> **DATA EXTRACTS**:
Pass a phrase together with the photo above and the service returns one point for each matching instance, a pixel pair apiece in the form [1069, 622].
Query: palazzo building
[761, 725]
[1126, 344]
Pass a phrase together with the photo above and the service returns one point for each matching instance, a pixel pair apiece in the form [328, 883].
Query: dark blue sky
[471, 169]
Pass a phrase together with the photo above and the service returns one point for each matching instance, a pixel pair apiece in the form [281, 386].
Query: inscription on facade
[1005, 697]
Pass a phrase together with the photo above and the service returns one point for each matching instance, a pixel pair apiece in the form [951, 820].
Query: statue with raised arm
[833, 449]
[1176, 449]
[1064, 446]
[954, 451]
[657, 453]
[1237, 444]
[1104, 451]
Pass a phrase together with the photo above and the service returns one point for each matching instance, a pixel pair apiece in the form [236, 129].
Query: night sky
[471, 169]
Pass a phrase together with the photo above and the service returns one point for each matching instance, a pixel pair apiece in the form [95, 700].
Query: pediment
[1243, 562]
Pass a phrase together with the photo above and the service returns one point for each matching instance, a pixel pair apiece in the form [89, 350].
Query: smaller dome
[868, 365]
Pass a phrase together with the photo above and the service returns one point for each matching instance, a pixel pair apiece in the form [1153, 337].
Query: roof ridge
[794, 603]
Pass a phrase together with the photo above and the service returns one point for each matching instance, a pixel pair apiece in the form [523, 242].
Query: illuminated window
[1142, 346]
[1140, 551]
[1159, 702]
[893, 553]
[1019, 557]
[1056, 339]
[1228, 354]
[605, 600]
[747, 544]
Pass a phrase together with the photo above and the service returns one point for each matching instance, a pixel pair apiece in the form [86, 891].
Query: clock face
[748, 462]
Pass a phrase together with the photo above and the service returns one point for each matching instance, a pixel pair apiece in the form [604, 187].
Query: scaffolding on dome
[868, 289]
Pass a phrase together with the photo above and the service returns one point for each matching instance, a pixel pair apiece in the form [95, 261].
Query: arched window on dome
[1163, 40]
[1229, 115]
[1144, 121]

> **TASK OBJECTIVE**: Each line from the one containing "form [95, 261]." to the final line of the entries above must be returned exactly, and no other line may appear.

> **SOLUTION FOR THIS PROBLEM**:
Pass a phrase together with the photo above and the service returns one point for each matching instance, a pixel pair apiece in the form [95, 261].
Query: arched window on dome
[1163, 40]
[1229, 115]
[1144, 121]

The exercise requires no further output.